╭─ ЦИТИРУЕМЫЙ ТЕКСТ
Чтение онлайн

ЖАНРЫ

Путеводитель по судьбе: От Малого до Большого Гнездниковского переулка
Шрифт:

– Ты хоть понимаешь, что поёшь, – говорили ему. – «Пьян»! А кто только что говорил, что евреи не пьют?

– Так это он вино сладенькое, – надоедливо тянул своё Боря.

В смоленской деревне, где я жил у тётки в детстве, евреев называли «ивреями». «Немец нас не трогал, – рассказывали о жизни в оккупации. – Обложил налогом каждую избу, но всё, как есть, нам оставил. И корову, у кого была, и кур». «Да немцы же выслеживали курицу и бросались на неё», – вспоминал я кадры из какого-то фильма, который здесь же, в деревне, смотрел. «Они не курицу, а ивреев высматривали, – отвечали мне. – Если зайдёт иврей к тебе в избу, а ты им об этом не скажешь, пропала твоя головушка. А если скажешь, тебе и тушёнки дадут, и молока сгущённого,

и хлеба. И колбасы в консерве, – здесь говорящий облизывался. – Я такую колбасу никогда больше не ел. Могли и шнапсу налить».
╰─
╭─ ПРЕДОСТАВЛЕННЫЕ ДАННЫЕ
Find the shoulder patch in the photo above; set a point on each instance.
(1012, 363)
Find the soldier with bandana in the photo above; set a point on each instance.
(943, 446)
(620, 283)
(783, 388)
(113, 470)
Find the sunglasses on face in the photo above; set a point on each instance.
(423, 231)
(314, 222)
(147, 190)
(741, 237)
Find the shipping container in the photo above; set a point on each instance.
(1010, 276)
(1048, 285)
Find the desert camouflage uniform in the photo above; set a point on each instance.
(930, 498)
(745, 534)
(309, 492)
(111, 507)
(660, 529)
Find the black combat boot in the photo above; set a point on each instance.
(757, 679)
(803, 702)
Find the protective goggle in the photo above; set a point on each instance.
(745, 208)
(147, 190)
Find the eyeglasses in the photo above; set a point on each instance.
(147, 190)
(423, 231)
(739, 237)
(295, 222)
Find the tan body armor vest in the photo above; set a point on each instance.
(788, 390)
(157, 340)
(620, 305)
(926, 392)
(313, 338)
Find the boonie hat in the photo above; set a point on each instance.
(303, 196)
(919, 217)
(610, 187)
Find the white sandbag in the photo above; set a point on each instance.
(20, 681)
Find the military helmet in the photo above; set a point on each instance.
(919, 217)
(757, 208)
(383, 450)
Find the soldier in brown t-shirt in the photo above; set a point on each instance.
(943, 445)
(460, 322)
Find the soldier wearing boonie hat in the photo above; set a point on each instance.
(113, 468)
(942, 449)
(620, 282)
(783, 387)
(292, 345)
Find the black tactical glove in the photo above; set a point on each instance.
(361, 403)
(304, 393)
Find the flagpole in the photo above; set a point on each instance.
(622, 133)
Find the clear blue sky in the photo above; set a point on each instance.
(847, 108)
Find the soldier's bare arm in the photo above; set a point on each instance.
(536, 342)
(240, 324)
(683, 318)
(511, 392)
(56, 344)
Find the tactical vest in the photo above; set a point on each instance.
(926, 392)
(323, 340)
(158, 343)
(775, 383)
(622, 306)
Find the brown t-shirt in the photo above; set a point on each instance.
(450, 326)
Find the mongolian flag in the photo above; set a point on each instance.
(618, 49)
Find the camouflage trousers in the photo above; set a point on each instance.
╰─
## ЗАДАНИЕ 1
Ответьте на вопросы по тексту «Путеводитель по судьбе»:
(а) Как зовут того, кто надоедливо тянул своё?
(б) Как в смоленской деревне называли евреев?
(в) Какой напиток, по словам рассказчика из деревни, могли налить?
## ЗАДАНИЕ 2
Продолжите текст «Путеводитель по судьбе» после его последней фразы.

## ОТВЕТ 1
(а) Боря.
(б) «Ивреями».
(в) Шнапс.

## ОТВЕТ 2
– А с евреями что? – спрашивал я.

– Которых ловили? Выводили из избы и убивали. Вон, – показывали на овраг, – поставят иврея, стрельнут, он вниз и скатится.

– И много людей убили? – интересовался я.

– Которых в избу заходили не так чтоб много. Иврей хитрый. Понял, что в избу заходить не надо, в лесу прятался. Тута его и ловили. А уж если ты его высмотрел, да немцу сказал, – и колбасы даст тебе, и шнапсу, и много чего ещё!

До революции на Смоленщине были еврейские местечки. Евреи жили кучно, ходили в свои школы, молились в синагогах и нисколько не мешали живущим за их границами русским крестьянам, но и не перемешивались с ними. Революция границы размыла. Многие евреи подались в города, но иные остались крестьянствовать, подобно русским соседям. Помню, в годы перестройки некоторые сотрудники «Литературной газеты» удивлялись открывшемуся факту: отец Троцкого был крестьянином! А меня это не удивило. Я знал, что на той же смоленской земле до войны в колхозах было немало евреев. А после войны я их там уже не встречал.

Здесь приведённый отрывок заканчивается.